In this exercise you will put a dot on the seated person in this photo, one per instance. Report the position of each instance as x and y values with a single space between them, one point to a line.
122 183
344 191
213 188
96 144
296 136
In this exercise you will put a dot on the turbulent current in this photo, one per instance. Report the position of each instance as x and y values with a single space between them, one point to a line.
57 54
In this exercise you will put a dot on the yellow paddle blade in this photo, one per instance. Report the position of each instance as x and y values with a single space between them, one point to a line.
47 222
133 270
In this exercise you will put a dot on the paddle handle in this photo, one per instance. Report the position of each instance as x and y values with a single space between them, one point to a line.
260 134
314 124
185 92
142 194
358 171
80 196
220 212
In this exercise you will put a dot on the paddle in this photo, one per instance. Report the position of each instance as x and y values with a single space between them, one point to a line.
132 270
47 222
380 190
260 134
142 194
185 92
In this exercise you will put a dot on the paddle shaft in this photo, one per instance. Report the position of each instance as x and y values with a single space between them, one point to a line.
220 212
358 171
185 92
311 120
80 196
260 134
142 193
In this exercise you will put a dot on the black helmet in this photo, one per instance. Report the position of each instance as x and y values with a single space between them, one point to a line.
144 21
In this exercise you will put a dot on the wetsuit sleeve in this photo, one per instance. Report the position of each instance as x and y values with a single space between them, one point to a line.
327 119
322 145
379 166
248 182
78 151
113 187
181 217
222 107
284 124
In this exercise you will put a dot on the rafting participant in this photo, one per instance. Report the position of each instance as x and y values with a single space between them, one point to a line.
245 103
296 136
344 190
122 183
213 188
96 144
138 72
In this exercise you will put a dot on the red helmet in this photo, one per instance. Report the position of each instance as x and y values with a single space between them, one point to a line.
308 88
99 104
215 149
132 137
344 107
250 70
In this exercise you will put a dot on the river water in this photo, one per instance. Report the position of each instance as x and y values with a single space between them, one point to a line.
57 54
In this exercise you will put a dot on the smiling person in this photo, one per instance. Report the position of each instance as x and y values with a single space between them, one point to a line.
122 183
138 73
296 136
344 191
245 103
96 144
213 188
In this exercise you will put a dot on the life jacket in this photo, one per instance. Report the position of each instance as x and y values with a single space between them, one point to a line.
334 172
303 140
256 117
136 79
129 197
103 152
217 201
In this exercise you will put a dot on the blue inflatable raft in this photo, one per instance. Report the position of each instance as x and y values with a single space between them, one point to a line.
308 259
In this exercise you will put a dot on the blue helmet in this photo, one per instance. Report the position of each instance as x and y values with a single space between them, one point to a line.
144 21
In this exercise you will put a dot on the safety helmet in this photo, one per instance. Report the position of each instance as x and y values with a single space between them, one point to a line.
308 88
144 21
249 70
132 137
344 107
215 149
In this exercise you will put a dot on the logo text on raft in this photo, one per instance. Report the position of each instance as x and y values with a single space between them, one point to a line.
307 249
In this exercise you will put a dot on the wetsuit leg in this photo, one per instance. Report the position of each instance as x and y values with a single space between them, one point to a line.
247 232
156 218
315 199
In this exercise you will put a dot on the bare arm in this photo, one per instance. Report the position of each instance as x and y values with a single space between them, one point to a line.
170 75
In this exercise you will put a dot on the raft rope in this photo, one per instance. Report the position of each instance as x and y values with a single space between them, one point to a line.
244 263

------

(GOAL OF THE EXERCISE) Print all the data above word for word.

(RESULT OF THE EXERCISE)
In this exercise you will put a dot on the seated person in this photo, one per instance. Report the position of each instance as x and y values with a single space between them, one point to a line.
122 183
344 191
213 188
96 144
296 136
In this exercise you will put a dot on the turbulent current in this photo, one per instance. Report the position of each instance as x and y values with a single space between them, one point to a line.
57 54
In this exercise you will put a dot on the yellow paddle blade in this photo, one per instance. Report the position of each instance as x and y values with a single space between them, one point to a line.
47 222
133 270
In this exercise you will put a dot on the paddle handle in this photo, one per instance. Report the position of each instance as x and y values with a single space between them, one point to a line.
260 134
314 124
185 92
142 194
358 171
80 196
220 212
In this exercise you will put a dot on the paddle in this photo, one per instance. Report the position of each instance as x and y values with a single space between them, one point to a line.
132 270
47 222
380 190
260 134
142 194
185 92
In this exercise you will put a dot on the paddle shaft in this photo, one per instance. Report the position of each instance as x and y values with a single space between them, one point to a line.
220 212
358 171
185 92
311 120
80 196
260 134
142 193
In this exercise you will put a dot on the black helmet in this photo, one per instance. Report the position of each instance as x and y values with a single space between them, one point to a line.
144 21
In this exercise you will put a dot on the wetsuit sleeve in this photo, one per instance. Report the position of each instance as x and y values with a single space between them, one point to a line.
327 119
322 145
379 166
248 182
78 151
113 187
181 217
222 107
284 124
In this exercise you will put a dot on the rafting participant in this photo, one per instance. Report the position of each instance as x and y values with a single space between them, one point to a line.
245 103
296 136
344 190
122 183
213 188
96 144
138 72
In this exercise you will put a dot on the red helmet in this photo, one per instance. Report the position of each instance as x and y values with a single space between them, one point to a line.
308 88
99 104
215 149
132 137
344 107
250 70
In this exercise you will put a dot on the river water in this photo, one per instance. Report the position of each instance as x and y values with a single space between them, one point to a line.
57 54
In this exercise you will put a dot on the smiling person in this photo, one per instance. Report the position of each instance as x and y values with a single space between them, one point to a line.
122 183
138 73
296 136
344 191
245 103
96 144
213 188
In this exercise you will put a dot on the life jacket in this photo, one per instance. Report the position of each instance as x and y values with a single space between them, one point to a line.
334 172
303 140
256 117
136 79
129 197
103 152
217 201
In this exercise you will put a dot on the blue inflatable raft in this photo, one per instance. Report the position of each instance as x and y values with a single space between them, one point to a line.
308 259
In this exercise you will put a dot on the blue helmet in this photo, one per instance. Report the position of each instance as x and y values with a single space between them, one point to a line.
144 21
In this exercise you will put a dot on the safety helmet in this photo, one per instance. Report the position of each instance as x and y values with a single space between them, one point to a line.
308 88
144 21
249 70
132 137
344 107
215 149
In this exercise you will put a dot on the logo text on raft in this photo, one per instance. Report the position of each instance as x and y values with a single space between them, one point to a line.
307 249
In this exercise you will put a dot on the wetsuit leg in this photo, one per instance. Report the position of each instance as x and y values with a single space between them, one point to a line.
247 232
156 218
315 199
In this exercise you will put a dot on the bare arm in this photo, one per instance. Report the position of each instance as x and y values with a single space between them, one point to a line.
170 75
In this exercise you will put a dot on the raft rope in this photo, one per instance. Report the position of each instance as x and y values with a single space between them, one point to a line.
244 263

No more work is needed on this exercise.